Requirement:
Without including any picture, return the complete set of records exactly.

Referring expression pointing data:
+++++
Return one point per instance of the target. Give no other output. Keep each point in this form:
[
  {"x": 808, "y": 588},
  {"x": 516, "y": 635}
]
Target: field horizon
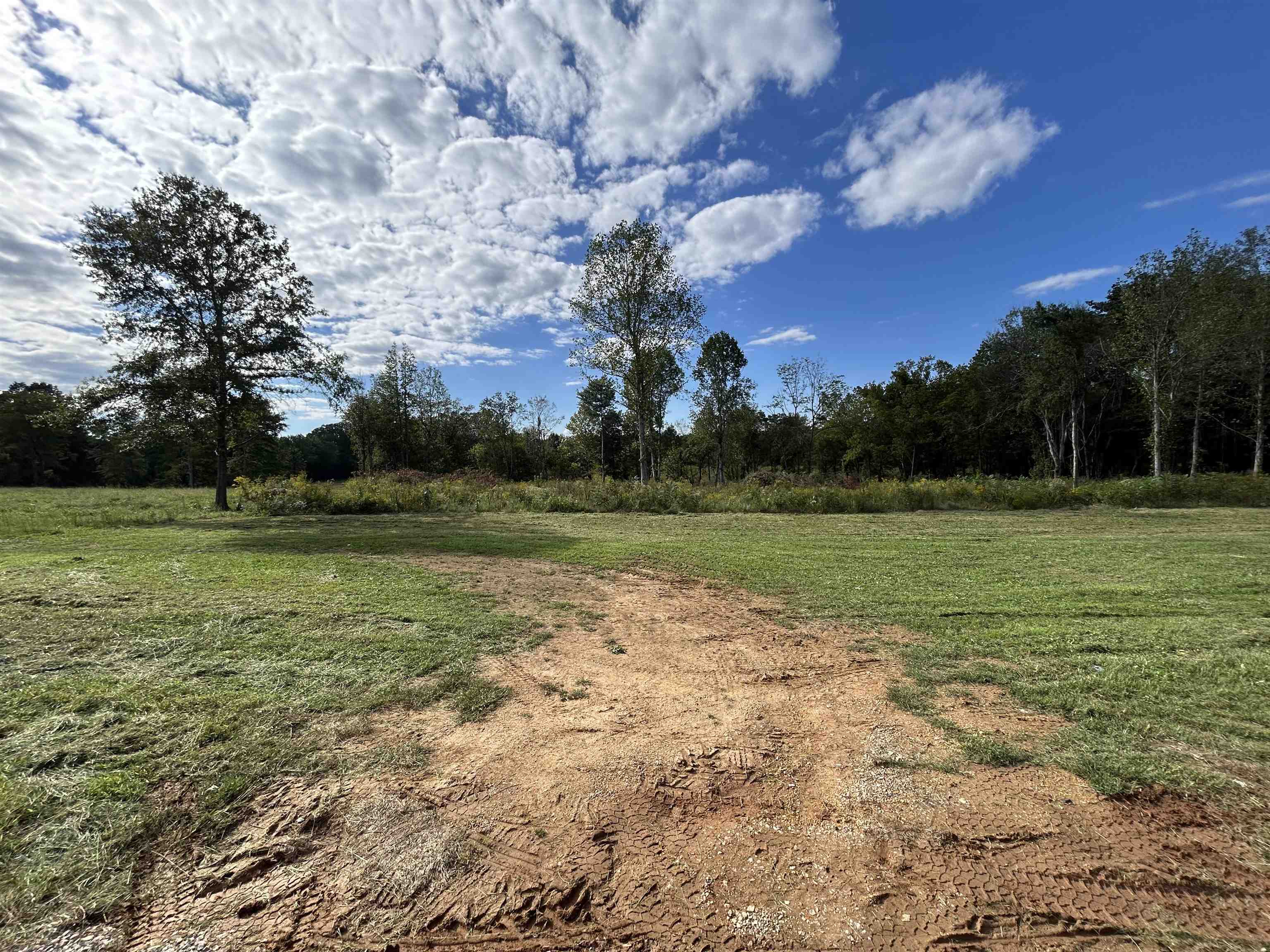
+++++
Answer to this exercise:
Return one point per instance of the target. Give no other output. Keep each point in this form:
[
  {"x": 808, "y": 588},
  {"x": 516, "y": 635}
]
Target: field horizon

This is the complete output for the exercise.